[[ Excerpt provided open ]]

London: Faith Press, 1920.


In these days, questions of intercommunion are in the air, and an understanding seems to be possible with various members of that federation, of self-governing Churches which we call "the Orthodox Church," with the separated national churches of the East, and with some, at least, of the "Dissenting Churches" at home.

The problem of re-union is one throughout the world, but it has many aspects, each one of which presents its own peculiar difficulties, and calls for peculiar knowledge, if it is to be approached with profit. We propose then in this booklet to discuss the question of intercommunion with one only, and perhaps the smallest, of the separated national churches of the East, viz., the Assyrian or Chaldean body of Mesopotamia and Kurdistan.

The sole difficulty in the way of relations between the Church of England and this church, concerns the Christological doctrine of the body. There is no question of jurisdiction, for neither church would dream of challenging the independence of the other: the Nicene Creed, as used by Assyrians, is doctrinally though not verbally identical with that used in the west, excepting of course the "Filioque clause." This is a point which no western would wish to force on an eastern, and which these easterns at any rate do not challenge in us. On the Sacraments and ordination there is no difference of importance between the two churches--perhaps because circumstances did both of them a good turn, in preventing them from defining their own doctrines too pedantically. On the Christological point, it is well to be clear. The popular idea about this church's teaching, and position, now current, is one thing. The actual position and teaching is quite another.

[[ Excerpt provided closed ]]

> _To-do item_
Resume the booklet excerpt on intercommunion with the Assyrian church, writing on from its last sentence in the same voice and style.

[[ Stored data open ]]

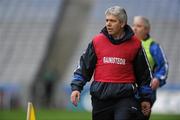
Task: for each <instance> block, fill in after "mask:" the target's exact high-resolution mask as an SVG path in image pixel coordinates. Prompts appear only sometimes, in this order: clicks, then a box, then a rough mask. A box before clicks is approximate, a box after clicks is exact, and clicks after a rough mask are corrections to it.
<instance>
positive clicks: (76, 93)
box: [71, 90, 80, 106]
mask: <svg viewBox="0 0 180 120" xmlns="http://www.w3.org/2000/svg"><path fill="white" fill-rule="evenodd" d="M79 100H80V92H79V91H77V90H75V91H72V93H71V102H72V104H73V105H74V106H77V104H78V102H79Z"/></svg>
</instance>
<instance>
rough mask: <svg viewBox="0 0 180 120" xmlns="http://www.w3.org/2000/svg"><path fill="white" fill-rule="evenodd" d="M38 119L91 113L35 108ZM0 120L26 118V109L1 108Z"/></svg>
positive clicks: (152, 114) (73, 116)
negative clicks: (4, 108) (6, 109)
mask: <svg viewBox="0 0 180 120" xmlns="http://www.w3.org/2000/svg"><path fill="white" fill-rule="evenodd" d="M35 112H36V120H91V113H90V112H85V111H70V110H59V109H56V110H52V109H49V110H48V109H40V110H37V109H36V110H35ZM0 120H26V110H0ZM150 120H180V115H160V114H152V116H151V119H150Z"/></svg>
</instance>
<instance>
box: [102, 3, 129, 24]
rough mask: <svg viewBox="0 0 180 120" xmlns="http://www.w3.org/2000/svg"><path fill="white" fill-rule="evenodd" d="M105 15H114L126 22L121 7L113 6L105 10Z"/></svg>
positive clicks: (121, 7) (123, 8) (125, 11)
mask: <svg viewBox="0 0 180 120" xmlns="http://www.w3.org/2000/svg"><path fill="white" fill-rule="evenodd" d="M105 15H114V16H117V17H118V18H119V20H120V21H122V22H123V23H125V24H127V14H126V11H125V9H124V8H123V7H120V6H113V7H110V8H108V9H107V10H106V11H105Z"/></svg>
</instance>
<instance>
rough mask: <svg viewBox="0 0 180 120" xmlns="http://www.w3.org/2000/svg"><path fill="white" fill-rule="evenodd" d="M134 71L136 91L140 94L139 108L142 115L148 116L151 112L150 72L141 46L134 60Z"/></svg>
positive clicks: (149, 68) (148, 64)
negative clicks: (135, 79) (141, 108)
mask: <svg viewBox="0 0 180 120" xmlns="http://www.w3.org/2000/svg"><path fill="white" fill-rule="evenodd" d="M134 71H135V76H136V83H137V84H138V93H139V95H140V102H141V108H142V112H143V113H144V115H146V116H148V115H149V114H150V112H151V94H152V89H151V87H150V82H151V79H152V74H151V71H150V66H149V63H148V60H147V57H146V54H145V51H144V49H143V48H141V49H140V50H139V52H138V54H137V56H136V59H135V61H134Z"/></svg>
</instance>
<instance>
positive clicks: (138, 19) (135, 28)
mask: <svg viewBox="0 0 180 120" xmlns="http://www.w3.org/2000/svg"><path fill="white" fill-rule="evenodd" d="M132 29H133V31H134V33H135V35H136V36H137V37H138V38H139V39H140V40H143V39H144V38H145V37H146V35H147V34H148V33H149V31H148V29H147V28H146V27H145V25H144V22H143V21H142V20H141V19H140V18H134V20H133V25H132Z"/></svg>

[[ Stored data closed ]]

> _Result for this exercise_
The popular idea has been well stated lately, by no less a person than his Beatitude Mar Emmanuel, patriarch of that "Chaldean" portion of this church that has submitted to the jurisdiction of the Pope. He says that everybody knows that thus church embraced Nestorianism early in the fifth century, and broke off relations with the Holy See and Christianity at large, thus falling into open and avowed heresy. The Patriarch does not define the heresy further, but he would probably not quarrel with the statement that it consisted (i) in the declaration that there are in Christ "Two natures, two 'Qnumi,' and one Person." (2) In the use of the term "Mother of Christ" for the Blessed Virgin. (3) In the respect shown for certain so-called "Greek Fathers," and in the repudiation of the name of Cyril.

Now clear-cut theological statements like the above are very nice indeed for elementary, students, but unluckily the facts of history do not square with them, and indeed we must be allowed to express a feeling of surprise that a man holding his Beatitude's high position should not (seemingly) be aware of the results of the research of such Roman Catholic scholars as Chabot and Labourt. Putting aside the question of the Holy See (though we must be allowed to point out that these historians never refer to the existence of any relations to break), the statement is far too drastic. As a matter of fact, the question whether the "Church of the East" was in or out of Communion with Constantinople and the Greeks at large, was indeterminate till a much later date than "the early part of the fifth century," and Rome had never risen above their horizon till mediaeval times.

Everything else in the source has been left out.